• **Point annotation dataset records**

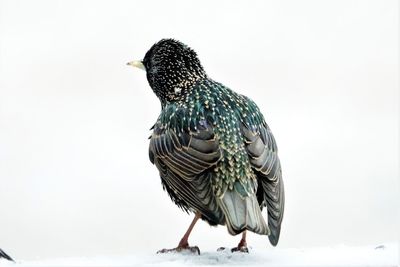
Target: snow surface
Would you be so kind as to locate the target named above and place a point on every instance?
(380, 255)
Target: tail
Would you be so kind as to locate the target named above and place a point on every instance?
(5, 256)
(242, 213)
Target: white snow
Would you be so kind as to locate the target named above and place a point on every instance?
(378, 255)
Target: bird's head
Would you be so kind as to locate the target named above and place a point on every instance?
(172, 69)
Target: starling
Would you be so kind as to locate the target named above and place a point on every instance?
(213, 149)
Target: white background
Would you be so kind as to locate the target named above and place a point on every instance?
(75, 178)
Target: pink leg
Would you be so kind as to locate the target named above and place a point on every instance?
(184, 241)
(242, 246)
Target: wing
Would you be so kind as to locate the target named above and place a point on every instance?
(184, 160)
(262, 151)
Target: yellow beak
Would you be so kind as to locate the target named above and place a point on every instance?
(137, 64)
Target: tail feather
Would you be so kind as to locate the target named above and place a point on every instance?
(242, 213)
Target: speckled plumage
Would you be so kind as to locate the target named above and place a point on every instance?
(215, 153)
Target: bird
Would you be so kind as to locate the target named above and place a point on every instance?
(216, 156)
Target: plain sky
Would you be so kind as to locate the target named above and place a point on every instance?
(75, 178)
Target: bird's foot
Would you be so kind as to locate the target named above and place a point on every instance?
(181, 249)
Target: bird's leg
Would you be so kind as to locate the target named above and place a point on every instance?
(184, 241)
(184, 244)
(242, 246)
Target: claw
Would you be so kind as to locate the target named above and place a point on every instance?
(242, 249)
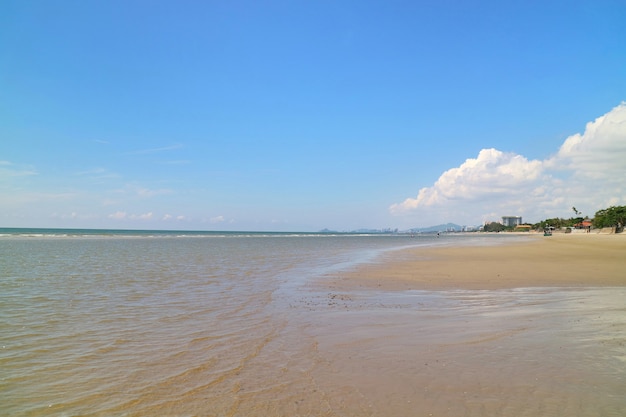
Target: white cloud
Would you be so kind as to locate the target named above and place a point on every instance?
(145, 216)
(118, 215)
(11, 170)
(587, 171)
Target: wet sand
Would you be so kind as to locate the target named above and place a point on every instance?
(561, 260)
(531, 328)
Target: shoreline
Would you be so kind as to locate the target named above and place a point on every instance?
(560, 260)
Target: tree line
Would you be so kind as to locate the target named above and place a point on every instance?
(614, 216)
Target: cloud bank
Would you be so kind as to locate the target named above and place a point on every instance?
(588, 171)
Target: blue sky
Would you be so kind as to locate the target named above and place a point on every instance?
(302, 115)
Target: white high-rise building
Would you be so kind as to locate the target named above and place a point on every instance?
(511, 221)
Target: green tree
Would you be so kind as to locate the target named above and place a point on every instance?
(614, 216)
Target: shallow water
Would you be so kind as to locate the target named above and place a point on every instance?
(228, 325)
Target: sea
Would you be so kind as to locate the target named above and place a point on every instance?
(180, 323)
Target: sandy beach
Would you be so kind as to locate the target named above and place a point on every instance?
(535, 327)
(561, 260)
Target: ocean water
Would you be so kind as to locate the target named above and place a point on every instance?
(126, 323)
(147, 323)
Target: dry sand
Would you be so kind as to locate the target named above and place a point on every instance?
(531, 328)
(561, 260)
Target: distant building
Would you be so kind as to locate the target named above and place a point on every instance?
(511, 221)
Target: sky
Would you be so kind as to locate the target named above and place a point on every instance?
(305, 115)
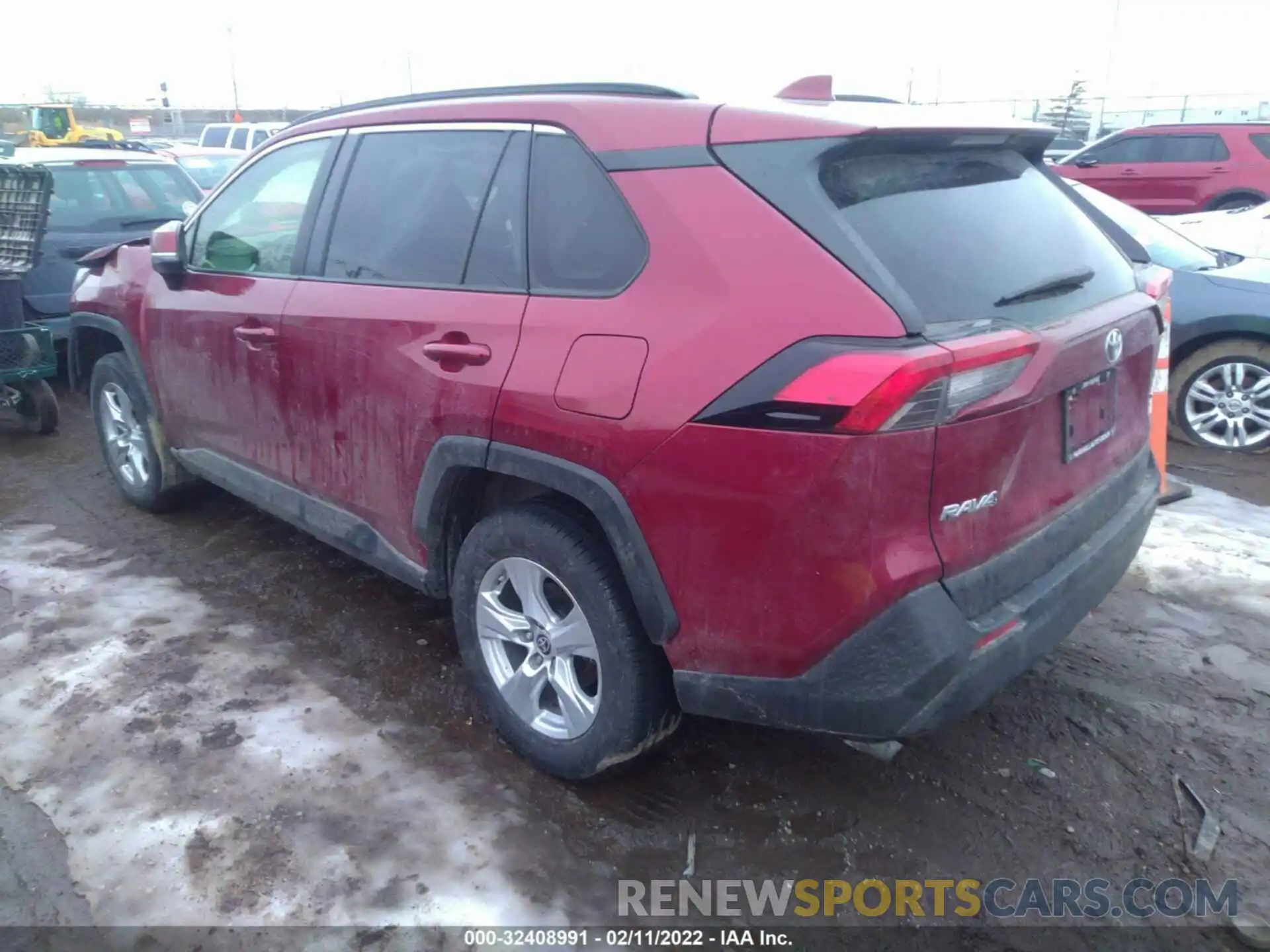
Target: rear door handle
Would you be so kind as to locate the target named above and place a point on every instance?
(440, 350)
(255, 335)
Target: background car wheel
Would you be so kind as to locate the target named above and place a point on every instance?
(36, 405)
(1220, 397)
(126, 433)
(1231, 202)
(554, 645)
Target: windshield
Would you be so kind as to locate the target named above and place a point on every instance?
(99, 196)
(1165, 245)
(207, 171)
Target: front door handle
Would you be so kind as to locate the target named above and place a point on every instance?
(452, 352)
(255, 335)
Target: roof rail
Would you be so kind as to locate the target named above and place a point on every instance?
(126, 145)
(609, 89)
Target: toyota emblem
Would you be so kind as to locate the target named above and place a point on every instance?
(1114, 346)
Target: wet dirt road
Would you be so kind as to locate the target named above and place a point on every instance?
(229, 723)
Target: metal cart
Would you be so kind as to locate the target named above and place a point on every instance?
(27, 356)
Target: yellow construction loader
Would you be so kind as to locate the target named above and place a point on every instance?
(54, 125)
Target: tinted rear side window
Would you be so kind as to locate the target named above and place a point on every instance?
(941, 234)
(583, 239)
(411, 206)
(1191, 149)
(497, 259)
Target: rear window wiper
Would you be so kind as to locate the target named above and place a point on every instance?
(1058, 285)
(135, 222)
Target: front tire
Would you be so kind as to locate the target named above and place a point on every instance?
(126, 432)
(554, 645)
(1220, 397)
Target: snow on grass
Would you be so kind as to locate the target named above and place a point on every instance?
(1210, 547)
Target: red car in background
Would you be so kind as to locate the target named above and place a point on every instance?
(1179, 169)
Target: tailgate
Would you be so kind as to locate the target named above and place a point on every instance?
(1006, 474)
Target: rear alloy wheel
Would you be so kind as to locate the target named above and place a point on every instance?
(554, 645)
(1222, 397)
(1230, 205)
(539, 649)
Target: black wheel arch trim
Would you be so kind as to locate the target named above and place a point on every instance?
(83, 319)
(441, 487)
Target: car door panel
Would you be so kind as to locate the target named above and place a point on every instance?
(215, 335)
(388, 349)
(220, 391)
(366, 399)
(1179, 177)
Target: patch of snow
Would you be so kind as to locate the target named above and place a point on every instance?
(1213, 549)
(111, 686)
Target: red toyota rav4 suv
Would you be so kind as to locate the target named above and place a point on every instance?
(1175, 169)
(813, 414)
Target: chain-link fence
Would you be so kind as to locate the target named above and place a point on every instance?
(1105, 114)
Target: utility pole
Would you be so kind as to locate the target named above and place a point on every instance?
(229, 32)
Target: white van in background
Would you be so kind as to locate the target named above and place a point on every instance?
(238, 135)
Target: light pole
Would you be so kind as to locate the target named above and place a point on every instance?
(1107, 77)
(229, 32)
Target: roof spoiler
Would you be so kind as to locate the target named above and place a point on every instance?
(820, 89)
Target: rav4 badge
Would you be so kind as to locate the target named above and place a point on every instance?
(970, 506)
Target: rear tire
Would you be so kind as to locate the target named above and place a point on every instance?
(1189, 411)
(1232, 202)
(127, 433)
(36, 405)
(626, 706)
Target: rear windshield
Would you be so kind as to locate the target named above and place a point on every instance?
(945, 234)
(118, 196)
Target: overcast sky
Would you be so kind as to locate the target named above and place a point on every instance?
(309, 55)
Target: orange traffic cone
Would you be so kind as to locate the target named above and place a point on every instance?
(1170, 491)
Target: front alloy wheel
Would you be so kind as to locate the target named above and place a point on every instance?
(124, 437)
(539, 648)
(1228, 405)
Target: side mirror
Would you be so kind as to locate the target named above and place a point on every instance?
(165, 254)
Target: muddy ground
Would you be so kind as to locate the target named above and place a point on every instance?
(210, 719)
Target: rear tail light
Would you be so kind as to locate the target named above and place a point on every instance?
(1158, 282)
(842, 386)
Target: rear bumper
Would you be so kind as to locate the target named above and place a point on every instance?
(916, 666)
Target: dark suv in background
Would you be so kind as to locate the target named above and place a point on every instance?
(1175, 169)
(769, 413)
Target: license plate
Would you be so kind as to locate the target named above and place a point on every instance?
(1089, 414)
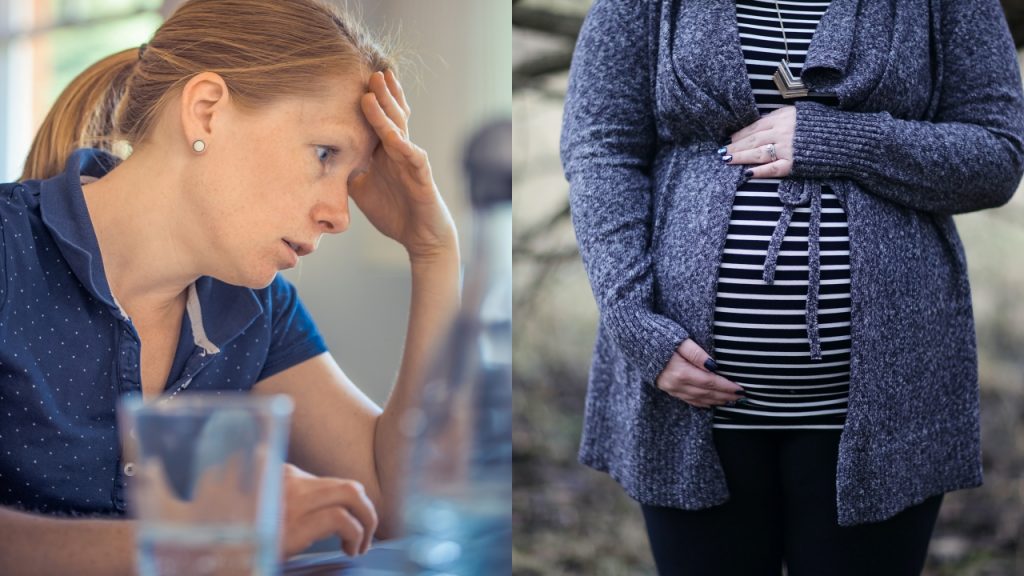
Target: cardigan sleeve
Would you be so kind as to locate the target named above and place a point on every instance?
(608, 142)
(970, 157)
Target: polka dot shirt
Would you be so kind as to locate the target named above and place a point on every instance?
(68, 353)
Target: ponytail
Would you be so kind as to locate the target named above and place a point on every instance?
(263, 49)
(82, 117)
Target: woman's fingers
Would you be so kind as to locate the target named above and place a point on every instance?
(397, 92)
(778, 169)
(316, 507)
(388, 100)
(694, 384)
(392, 137)
(326, 522)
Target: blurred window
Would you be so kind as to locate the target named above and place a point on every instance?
(43, 45)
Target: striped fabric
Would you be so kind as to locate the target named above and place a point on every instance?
(761, 337)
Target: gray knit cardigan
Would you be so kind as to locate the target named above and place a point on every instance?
(930, 122)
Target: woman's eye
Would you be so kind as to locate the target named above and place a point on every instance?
(326, 153)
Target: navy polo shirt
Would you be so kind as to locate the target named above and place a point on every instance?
(68, 352)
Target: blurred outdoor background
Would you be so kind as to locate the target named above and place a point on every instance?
(570, 520)
(457, 55)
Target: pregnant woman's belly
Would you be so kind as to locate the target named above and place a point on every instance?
(760, 330)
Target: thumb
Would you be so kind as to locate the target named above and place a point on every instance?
(695, 355)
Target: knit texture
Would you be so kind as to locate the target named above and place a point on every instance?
(930, 122)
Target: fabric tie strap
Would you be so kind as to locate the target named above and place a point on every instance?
(795, 194)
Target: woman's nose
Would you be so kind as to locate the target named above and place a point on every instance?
(332, 213)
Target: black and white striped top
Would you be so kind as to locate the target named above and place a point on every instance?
(761, 338)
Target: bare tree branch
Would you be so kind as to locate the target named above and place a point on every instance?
(536, 69)
(549, 22)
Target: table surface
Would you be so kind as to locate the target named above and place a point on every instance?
(384, 558)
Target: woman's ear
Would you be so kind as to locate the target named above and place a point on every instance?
(204, 97)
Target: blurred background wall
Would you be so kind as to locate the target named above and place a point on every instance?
(357, 284)
(570, 520)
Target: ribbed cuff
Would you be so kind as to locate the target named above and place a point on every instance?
(830, 142)
(648, 339)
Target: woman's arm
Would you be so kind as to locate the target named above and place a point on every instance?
(337, 430)
(970, 157)
(37, 544)
(607, 145)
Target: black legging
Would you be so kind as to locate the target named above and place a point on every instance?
(782, 508)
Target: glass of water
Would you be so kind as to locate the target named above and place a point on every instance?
(205, 476)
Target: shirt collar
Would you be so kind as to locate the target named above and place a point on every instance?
(218, 312)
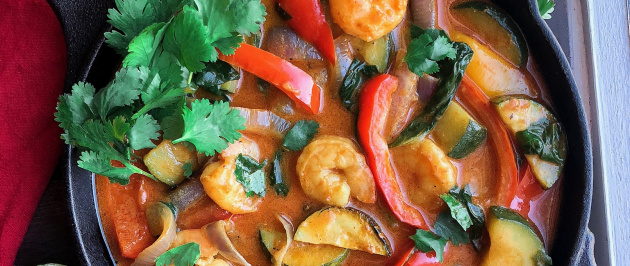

• **OBJECTIVE**
Locate every line in the data above that contains the word "woman" and copy each of those lines. Case counts.

• **TASK RESULT**
Target: woman's fingers
Target: woman's eye
Target: pregnant woman's belly
Target: woman's nose
Target: woman's ear
Target: woman's arm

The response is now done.